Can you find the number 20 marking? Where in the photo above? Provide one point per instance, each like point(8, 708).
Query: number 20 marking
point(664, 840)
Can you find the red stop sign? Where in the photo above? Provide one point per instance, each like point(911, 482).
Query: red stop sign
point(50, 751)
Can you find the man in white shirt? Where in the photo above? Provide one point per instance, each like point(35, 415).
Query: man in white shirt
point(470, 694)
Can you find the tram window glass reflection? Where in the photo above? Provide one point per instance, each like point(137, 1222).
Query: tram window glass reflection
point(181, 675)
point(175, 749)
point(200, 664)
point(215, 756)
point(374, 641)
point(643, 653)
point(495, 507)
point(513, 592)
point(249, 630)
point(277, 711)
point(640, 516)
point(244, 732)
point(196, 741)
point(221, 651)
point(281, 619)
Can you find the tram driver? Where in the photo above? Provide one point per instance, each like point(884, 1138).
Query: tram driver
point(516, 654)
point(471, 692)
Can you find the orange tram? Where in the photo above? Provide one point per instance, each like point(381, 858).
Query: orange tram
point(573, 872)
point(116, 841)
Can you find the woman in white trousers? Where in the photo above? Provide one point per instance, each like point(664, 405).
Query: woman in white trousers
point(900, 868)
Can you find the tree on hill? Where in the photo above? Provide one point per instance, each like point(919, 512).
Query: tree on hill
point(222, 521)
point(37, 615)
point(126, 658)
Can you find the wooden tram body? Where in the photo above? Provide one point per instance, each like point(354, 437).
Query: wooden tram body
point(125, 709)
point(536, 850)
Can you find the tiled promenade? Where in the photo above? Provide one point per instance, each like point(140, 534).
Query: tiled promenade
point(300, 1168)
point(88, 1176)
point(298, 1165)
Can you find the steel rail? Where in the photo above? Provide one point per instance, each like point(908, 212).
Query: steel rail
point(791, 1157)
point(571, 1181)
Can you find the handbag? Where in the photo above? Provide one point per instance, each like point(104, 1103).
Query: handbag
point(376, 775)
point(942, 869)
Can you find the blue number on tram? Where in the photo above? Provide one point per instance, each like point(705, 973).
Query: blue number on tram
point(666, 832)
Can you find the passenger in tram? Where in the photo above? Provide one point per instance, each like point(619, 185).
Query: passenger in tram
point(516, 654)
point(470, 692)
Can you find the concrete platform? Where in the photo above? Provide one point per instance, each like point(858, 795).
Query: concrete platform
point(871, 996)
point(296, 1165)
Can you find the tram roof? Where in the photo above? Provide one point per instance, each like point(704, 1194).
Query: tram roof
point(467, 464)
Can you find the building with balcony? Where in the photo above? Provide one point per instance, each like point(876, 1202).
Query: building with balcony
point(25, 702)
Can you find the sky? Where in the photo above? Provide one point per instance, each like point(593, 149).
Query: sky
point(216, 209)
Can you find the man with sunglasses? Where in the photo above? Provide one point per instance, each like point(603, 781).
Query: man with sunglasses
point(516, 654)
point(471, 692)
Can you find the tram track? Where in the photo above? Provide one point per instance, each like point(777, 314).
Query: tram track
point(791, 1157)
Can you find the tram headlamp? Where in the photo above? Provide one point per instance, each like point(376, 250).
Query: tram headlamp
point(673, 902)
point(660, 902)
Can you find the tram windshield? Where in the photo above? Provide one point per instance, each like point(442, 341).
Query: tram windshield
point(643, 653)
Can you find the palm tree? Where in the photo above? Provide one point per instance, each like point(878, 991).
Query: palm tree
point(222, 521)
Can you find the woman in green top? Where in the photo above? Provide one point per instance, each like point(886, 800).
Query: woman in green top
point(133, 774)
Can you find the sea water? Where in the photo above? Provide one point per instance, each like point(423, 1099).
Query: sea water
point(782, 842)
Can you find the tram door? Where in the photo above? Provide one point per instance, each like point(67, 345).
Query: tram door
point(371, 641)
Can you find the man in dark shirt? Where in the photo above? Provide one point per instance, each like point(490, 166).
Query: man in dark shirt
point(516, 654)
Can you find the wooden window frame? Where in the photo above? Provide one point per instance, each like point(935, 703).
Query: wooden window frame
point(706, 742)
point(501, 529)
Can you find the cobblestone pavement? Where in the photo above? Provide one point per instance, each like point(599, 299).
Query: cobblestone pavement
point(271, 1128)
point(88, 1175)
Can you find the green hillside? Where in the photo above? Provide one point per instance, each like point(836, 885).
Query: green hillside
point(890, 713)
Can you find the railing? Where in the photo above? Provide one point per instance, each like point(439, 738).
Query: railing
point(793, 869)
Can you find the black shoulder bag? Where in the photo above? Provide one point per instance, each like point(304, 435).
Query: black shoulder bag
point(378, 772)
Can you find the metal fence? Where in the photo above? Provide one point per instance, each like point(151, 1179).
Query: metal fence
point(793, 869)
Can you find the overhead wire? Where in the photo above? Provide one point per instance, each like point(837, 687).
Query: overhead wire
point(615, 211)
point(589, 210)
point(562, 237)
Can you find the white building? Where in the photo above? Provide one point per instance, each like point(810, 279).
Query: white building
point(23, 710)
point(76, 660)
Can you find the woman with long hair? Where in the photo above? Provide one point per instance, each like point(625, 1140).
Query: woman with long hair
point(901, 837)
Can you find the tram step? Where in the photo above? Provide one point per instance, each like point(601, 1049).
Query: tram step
..........
— What this task involves —
Transcribe the listing above verbatim, leaving every line whole.

— Answer space —
Can you find the number 20 marking? Where in the photo above? Provide one point per instance, each like point(8, 708).
Query: number 20 marking
point(664, 840)
Can you find the red stop sign? Where in the photo above? Provide one point per instance, each like point(911, 482).
Query: red stop sign
point(50, 751)
Can you find the man in white shirt? Where in the photo above? Provide one point per instance, each like point(35, 415).
Query: man in white shirt
point(470, 694)
Can you find the tram window glass reflection? Where in the photo above? Provide one point per instance, each like point(137, 1222).
Query: tram window glass reflection
point(181, 675)
point(175, 749)
point(200, 664)
point(215, 756)
point(374, 641)
point(643, 653)
point(495, 507)
point(513, 592)
point(249, 630)
point(277, 711)
point(640, 516)
point(244, 732)
point(196, 741)
point(221, 651)
point(281, 619)
Can you find the tram driver? Where in the photo above? Provide one point per instance, each like point(884, 1138).
Query: tram driver
point(516, 654)
point(471, 692)
Can you find the orange tram? Where in the photo above? Provide one point per instance, each like point(381, 858).
Query: orange tram
point(573, 872)
point(116, 841)
Can you find the woman in white trousers? Where in the photo above? Provide one point per instance, each like point(664, 405).
Query: woman in white trousers
point(900, 868)
Can you find the tree on hill? Where in the photo above? Provide one point per instance, each like point(919, 512).
Query: tree on hill
point(222, 521)
point(37, 615)
point(126, 658)
Can you find the wooden tram body? Where in the photo above? Provide one point per instance, each like point(354, 437).
Query: wooden tram body
point(125, 709)
point(536, 850)
Can you find the tiled promenade? Where in the photo above? Provide one point per instance, each like point(140, 534).
Query: tiled promenade
point(300, 1168)
point(88, 1176)
point(298, 1165)
Can you find the steel rail? Where in the photo above? Provide one point per instance, each like point(908, 212).
Query: steel rail
point(791, 1157)
point(571, 1181)
Can you find the handbag? Where in the photo above? Provide one point per instance, each like point(104, 1103).
Query: handbag
point(376, 775)
point(942, 869)
Can you find the blue number on tram? Where in the photo above? Provide one point per instance, each like point(705, 973).
Query: blue number on tram
point(666, 832)
Can you find the passenger in tram? Where in the photo above? Provide one point per instance, each like point(619, 185).
Query: passenger in tram
point(516, 654)
point(470, 692)
Can you find the concrete platform? Where in the photo above? Provide one point per instance, each like point(858, 795).
Query: concrete platform
point(871, 996)
point(296, 1165)
Can you find the tram roof? Where in the photo above? Provide one point per instance, each like point(704, 1194).
Query: tram roof
point(467, 464)
Can you find the building with balcony? Where in the photo above? Provide one point per instance, each like point(876, 1202).
Query: building with balcony
point(25, 702)
Can you find the sky? Where in the photo above? Provide one point per instance, each like point(593, 149).
Query: sky
point(216, 209)
Can you find the man with sunglasses? Where in the photo above? Provide one point per instance, each like point(603, 781).
Query: man with sunglasses
point(516, 654)
point(471, 692)
Can you find the tram track? Where in the photo above? Provide one point per instance, each like point(777, 314).
Query: tram track
point(791, 1157)
Can you find the tram headlamp? Where in the photo above? Provide one point per instance, each like point(376, 250).
Query: tram headlamp
point(673, 902)
point(660, 902)
Can you find the tram windshield? Where in the photo above? Provide one point per instance, each like point(442, 341).
Query: tram windshield
point(643, 653)
Can you find the palm tree? Where in the photo above? Provide one point per instance, each like point(878, 991).
Query: palm tree
point(222, 521)
Can you find the woman in green top? Where in the photo above? Provide one point per instance, each like point(886, 800).
Query: woman in green top
point(133, 774)
Can you find the sea water? Where in the photo above? Provide one point per instance, each like point(423, 1099).
Query: sea water
point(782, 842)
Can you find the tram door? Where in the photo above? Provide one point per instance, each like point(67, 345).
Query: tram door
point(371, 641)
Can you find the man in dark shirt? Where in the photo above? Provide one point per instance, each like point(490, 166).
Query: man in dark shirt
point(516, 654)
Can you find the wooden window frame? Where in the photo above? Provide one point per instance, each like point(935, 703).
Query: wooden window frame
point(706, 742)
point(501, 529)
Can you find the cobblestone pavement? Where in the photo above? Provide one point per instance, each like point(599, 299).
Query: cobblestone pavement
point(271, 1128)
point(88, 1175)
Can you find the green hillside? Where in the photo above? Provide one point per instance, each like point(836, 885).
Query: green hillside
point(890, 713)
Can you find the railing? Where in the photo above? Provide one point per instance, each like point(439, 738).
Query: railing
point(793, 869)
Can you find the black shoulder bag? Where in the photo above? Provide one point per instance, each like point(304, 435).
Query: black shoulder bag
point(378, 772)
Can you find the metal fence? Where in the photo above? Provide one point per instance, each like point(151, 1179).
Query: metal fence
point(793, 869)
Can you find the overhead wire? Where in the photo above? Provide one point per instance, each like point(837, 687).
Query: overhead wire
point(615, 211)
point(589, 210)
point(562, 237)
Can you find the white building? Where in the photo above? Provide one point per instance, each like point(810, 279).
Query: white building
point(23, 710)
point(76, 660)
Can you find the woman with long hair? Where in the photo above? Provide one point per instance, each like point(625, 1140).
Query: woman with long hair
point(901, 837)
Can you find the tram step? Where in the photo above? Provide one point per instance, each like point(601, 1049).
Query: tram step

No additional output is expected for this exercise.